((
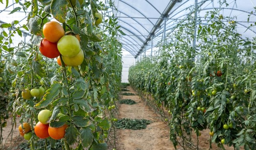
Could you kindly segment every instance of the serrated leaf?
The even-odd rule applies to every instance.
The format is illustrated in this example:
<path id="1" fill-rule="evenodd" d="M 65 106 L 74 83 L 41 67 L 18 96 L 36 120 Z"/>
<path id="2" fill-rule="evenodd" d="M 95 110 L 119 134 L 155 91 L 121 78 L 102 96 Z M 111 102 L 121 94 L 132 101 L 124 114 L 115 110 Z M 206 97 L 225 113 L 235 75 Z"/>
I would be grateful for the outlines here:
<path id="1" fill-rule="evenodd" d="M 82 89 L 79 89 L 75 91 L 72 95 L 72 97 L 74 99 L 79 99 L 82 98 L 85 93 L 85 91 Z"/>
<path id="2" fill-rule="evenodd" d="M 119 32 L 120 32 L 120 33 L 121 33 L 121 34 L 122 35 L 126 35 L 126 34 L 124 33 L 123 32 L 123 31 L 121 30 L 120 29 L 118 30 L 118 31 L 119 31 Z"/>
<path id="3" fill-rule="evenodd" d="M 82 141 L 83 147 L 88 147 L 91 144 L 93 139 L 93 136 L 91 129 L 89 128 L 82 128 L 80 129 L 80 138 Z"/>
<path id="4" fill-rule="evenodd" d="M 74 100 L 73 102 L 79 105 L 80 108 L 85 112 L 90 112 L 93 111 L 89 105 L 88 102 L 85 100 Z"/>
<path id="5" fill-rule="evenodd" d="M 13 9 L 13 10 L 12 10 L 11 12 L 10 12 L 8 14 L 13 13 L 17 11 L 19 11 L 20 10 L 20 9 L 21 9 L 21 7 L 16 7 L 14 9 Z"/>
<path id="6" fill-rule="evenodd" d="M 46 77 L 45 70 L 42 69 L 43 66 L 38 61 L 35 60 L 32 61 L 32 68 L 34 72 L 41 77 Z"/>
<path id="7" fill-rule="evenodd" d="M 67 123 L 67 121 L 69 120 L 69 116 L 65 115 L 60 117 L 56 120 L 50 123 L 50 125 L 54 128 L 59 128 L 63 126 Z"/>
<path id="8" fill-rule="evenodd" d="M 77 129 L 74 125 L 71 124 L 70 127 L 66 129 L 65 139 L 69 145 L 72 145 L 75 142 L 77 142 L 78 137 L 79 136 Z"/>
<path id="9" fill-rule="evenodd" d="M 107 119 L 105 119 L 98 124 L 98 126 L 102 127 L 104 130 L 108 130 L 110 128 L 110 123 Z"/>
<path id="10" fill-rule="evenodd" d="M 15 54 L 17 56 L 24 57 L 26 57 L 26 55 L 25 55 L 24 53 L 20 51 L 17 51 L 15 53 Z"/>
<path id="11" fill-rule="evenodd" d="M 36 108 L 39 109 L 47 107 L 56 96 L 59 95 L 62 86 L 59 83 L 55 83 L 51 85 L 51 88 L 45 92 L 45 94 L 39 103 L 35 105 Z"/>
<path id="12" fill-rule="evenodd" d="M 107 150 L 107 143 L 94 143 L 90 150 Z"/>
<path id="13" fill-rule="evenodd" d="M 66 0 L 53 0 L 51 4 L 51 12 L 53 17 L 61 23 L 66 21 L 68 3 Z"/>
<path id="14" fill-rule="evenodd" d="M 27 26 L 31 33 L 38 36 L 41 36 L 42 33 L 38 26 L 38 19 L 36 17 L 30 18 L 27 24 Z"/>
<path id="15" fill-rule="evenodd" d="M 76 116 L 72 117 L 74 124 L 81 127 L 86 127 L 90 125 L 90 120 L 84 116 Z"/>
))
Edit the stretch from the start of the records through the line containing "I would be grateful", replacing "serrated leaf" with "lobed leaf" and leaving all else unchanged. Leave out the picture.

Could you kindly segment every instance of the lobed leaf?
The even-odd rule applies to every instance.
The format is illustrated in this example:
<path id="1" fill-rule="evenodd" d="M 65 106 L 74 83 L 41 67 L 18 96 L 36 120 Z"/>
<path id="2" fill-rule="evenodd" d="M 95 110 L 119 134 L 155 91 L 121 78 L 102 96 Z M 111 102 L 121 94 L 132 101 L 124 114 L 115 110 Z M 206 97 L 225 113 L 235 75 Z"/>
I would be grateful for the outlines here:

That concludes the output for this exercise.